**Document text:**
How To Migrate a DB Without Having to Take a Year-long Vacation -

The Migration That Would Have Taken Ten Months

When a manager describes a technical problem, most people listen for what he says. I listen for what the approach reveals.

In 2015, I joined VisionMAX, a food takeout software provider (for Pizza Pizza, among others), building a system for another Pizza chain. The project required migrating Panago’s existing customer and order data from a Microsoft SQL Server database in Vancouver to a MySQL database in the cloud in Virginia. Ten million records across five to eight tables — two and a half million customers and seven and a half million related records covering orders, payments, deliveries, and everything attached to them.

The manager told me they had already built a migration tool. Java-based running on a parent-to-child record model. Nearly finished. Just a couple of bugs were causing it to fail. He needed me to fix the bugs.

The moment he said Java-based migration tool, I knew it would not work. Not because of the bugs. Because of the approach. I didn’t argue, but I did mention it in passing, like commenting on the weather.

Migration 101

There is one rule in data migration that supersedes everything else. You do not migrate data record by record. Never, ever, whether it’s 5 thousand or 5 billion records.

This is not an advanced principle. It is the first thing you learn. Record-by-record processing — connecting to a source, extracting one record, transforming it, writing it to the destination, then starting again — is appropriate for real-time event processing. It is catastrophically wrong for bulk data migration. The overhead of individual transactions, connections, and commits at scale is not a performance problem you optimize your way out of. It is a structural problem baked into the approach before a single line of code is written.

A Java tool that processes records individually is not a slow migration tool. It is the wrong tool, written in the wrong paradigm, for the wrong reason. Making it faster — multithreading it, optimizing the queries, tuning the connection pool — does not change what it fundamentally is.

I told the manager this before I touched the code. He was confident the tool would work once the bugs were fixed.

So I fixed the bugs.

The Mathematics

The first full run completed overnight. I checked the results in the morning.

Eight thousand customer and related records had been migrated.

I did the calculation. Two and a half million customers to migrate. Eight thousand per day (24 hours). At that rate, running continuously, twenty-four hours a day, seven days a week, for ten months.

I told the manager. Even if I made the tool multithreaded, parallelizing the record-by-record processing across multiple threads, the best realistic outcome was a five to ten times improvement. One to one and a half months instead of ten. Still completely unacceptable for a one-time data migration that needed to happen in a defined cutover window.

The whole approach was off-base. Not the implementation. The approach.

What The Data Actually Looked Like

Before anything could be migrated, the source data needed to be understood. What I found when I examined it was what twenty years of accumulated production data almost always looks like when nobody has been actively maintaining its quality.

Millions of illegal characters embedded in text fields. Addresses that were not addresses — partial entries, malformed strings, fields used for purposes they were never designed for. Phone numbers in formats that bore no relationship to any telephone numbering standard. Duplicate records. Null values in fields that downstream systems would not accept as null.

**The problem:**
Please list every problem the database migration article reports finding in the source data when it was examined.

**Provided data:**
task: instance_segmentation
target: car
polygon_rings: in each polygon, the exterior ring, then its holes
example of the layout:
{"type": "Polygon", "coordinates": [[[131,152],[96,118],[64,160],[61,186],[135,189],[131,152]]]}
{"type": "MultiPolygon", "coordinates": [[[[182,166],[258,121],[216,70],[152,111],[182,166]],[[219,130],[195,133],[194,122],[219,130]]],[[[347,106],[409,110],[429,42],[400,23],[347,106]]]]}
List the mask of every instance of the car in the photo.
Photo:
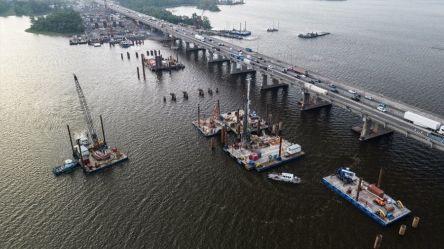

**Output below:**
- Millions of illegal characters embedded in text fields
- Addresses that were not addresses (partial entries, malformed strings, fields used for purposes they were never designed for)
- Phone numbers in formats that bore no relationship to any telephone numbering standard
- Duplicate records
- Null values in fields that downstream systems would not accept as null